- Hangul: 엘소드: 엘의 여인
- RR: Elsodeu: Erui yeoin
- MR: Elsodŭ: Erŭi yŏin
- Genre: web animation
- Based on: Elsword by KOG Studios
- Developed by: DR Movie
- Written by: NZ
- Directed by: Gim Dongjun
- Creative director: Nexon
- Theme music composer: Opening theme Gim Dalu; Ending theme Chae Hana; Gim Dalu;
- Opening theme: Runner's High
- Ending theme: Hope Beyond
- Country of origin: South Korea
- Original language: Korean
- No. of episodes: 12

Production
- Executive producers: Manager of production Jeong Jeonggyun; Jeong Yeongmok; Character design and drawing director Gim Dongsik;
- Producers: Producer Yi Jeonghyeon; Gim Yongdae; Gim Seongtae; Bak Jaemin; Art director Gang Seungchan; Gim Miyeon; Director of photography Bak Jangho; Music director Gim Jeonga; Sound director Choe Oksun;
- Editor: Nam Jonghyeon

Original release
- Network: YouTube
- Release: November 3 – December 29, 2017

= Elsword: El Lady =

2016–2017 South Korean animation

Elsword: El Lady is an aeni (South Korean animation) based on the South Korean online game Elsword. It adapts the story of the gamefrom Hamel to Lanox. DR Movie produced the series while NZ wrote the story. The series consists of 12 episodes, each 12 minutes long. The first episode released on a screening event on December 10, 2016, following the online release 3 days after. The original cast from the game voiced their original character with the exception of Aisha.

● Short problem: Reproduce the part of the Elsword: El Lady entry from "2016–2017 South Korean" to "exception of Aisha." word for word. The data that follows plays no part in this work.

● Provided data:
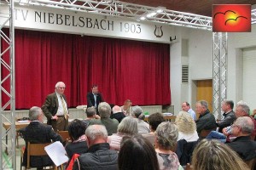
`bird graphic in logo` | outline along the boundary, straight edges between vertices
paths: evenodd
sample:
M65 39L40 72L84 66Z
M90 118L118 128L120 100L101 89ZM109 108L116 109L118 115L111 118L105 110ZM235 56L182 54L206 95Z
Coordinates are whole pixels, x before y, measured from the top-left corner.
M235 12L235 11L232 11L232 10L226 10L224 13L222 13L222 12L218 12L218 13L216 13L215 14L214 14L214 16L213 16L213 19L215 19L215 16L217 15L217 14L226 14L227 13L232 13L232 14L236 14L236 13ZM225 26L227 25L227 22L229 21L229 20L235 20L235 21L236 21L239 18L243 18L243 19L246 19L246 20L247 20L247 17L245 17L245 16L236 16L236 18L232 18L234 15L232 15L232 14L229 14L228 15L228 20L226 20L226 21L225 21Z
M251 5L213 5L212 31L251 31Z

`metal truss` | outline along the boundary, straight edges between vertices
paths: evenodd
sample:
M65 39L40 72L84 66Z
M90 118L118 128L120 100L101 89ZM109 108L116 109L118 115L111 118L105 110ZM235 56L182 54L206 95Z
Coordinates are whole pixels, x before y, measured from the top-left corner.
M85 1L85 0L16 0L20 4L28 4L86 12L96 14L125 17L139 20L140 17L156 13L155 15L146 17L152 22L181 26L187 27L212 30L212 18L165 9L165 8L148 7L120 1Z
M15 169L15 26L13 20L15 3L13 0L5 3L8 6L4 8L9 8L9 14L3 13L3 10L0 12L0 125L8 122L11 126L4 133L0 130L0 169ZM0 6L0 8L2 9L3 6ZM7 26L8 23L9 26ZM8 33L3 32L3 27L6 27ZM8 45L3 46L3 42ZM7 101L3 101L3 95L7 96ZM6 111L8 110L9 111ZM8 140L8 137L10 140ZM10 141L9 144L7 144L8 141Z
M256 8L252 10L252 24L256 24Z
M226 99L227 92L227 56L228 34L227 32L213 32L212 54L212 113L218 119L221 118L221 102Z

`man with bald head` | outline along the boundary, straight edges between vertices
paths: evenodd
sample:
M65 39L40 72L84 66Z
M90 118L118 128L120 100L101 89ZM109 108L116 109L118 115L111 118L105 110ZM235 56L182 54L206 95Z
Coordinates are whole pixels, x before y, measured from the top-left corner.
M236 138L227 144L244 161L256 157L256 142L251 140L254 124L249 116L241 116L231 126L231 133Z
M118 170L118 152L110 150L108 132L103 125L90 125L85 130L87 153L78 157L73 170Z
M42 105L47 117L47 124L51 125L55 131L67 130L69 115L64 95L65 88L64 82L58 82L55 84L55 93L49 94Z
M202 130L212 130L217 128L215 117L208 110L208 103L200 100L195 104L195 110L200 114L196 122L196 131L199 135Z

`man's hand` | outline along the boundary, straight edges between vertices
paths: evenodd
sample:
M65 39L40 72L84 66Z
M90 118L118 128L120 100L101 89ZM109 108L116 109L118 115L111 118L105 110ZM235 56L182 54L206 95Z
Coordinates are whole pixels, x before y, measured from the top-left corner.
M101 119L101 116L96 114L96 115L93 116L93 118L95 118L95 119Z
M230 133L227 133L227 128L224 128L224 129L222 129L222 133L225 136L229 136Z
M58 120L58 116L55 115L54 116L51 117L52 120Z

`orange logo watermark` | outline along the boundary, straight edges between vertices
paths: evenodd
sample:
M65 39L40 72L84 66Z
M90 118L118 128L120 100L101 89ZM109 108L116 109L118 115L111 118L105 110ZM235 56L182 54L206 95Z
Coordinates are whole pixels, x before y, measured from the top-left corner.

● Completed exercise:
2016–2017 South Korean animation

Elsword: El Lady is an aeni (South Korean animation) based on the South Korean online game Elsword. It adapts the story of the gamefrom Hamel to Lanox. DR Movie produced the series while NZ wrote the story. The series consists of 12 episodes, each 12 minutes long. The first episode released on a screening event on December 10, 2016, following the online release 3 days after. The original cast from the game voiced their original character with the exception of Aisha.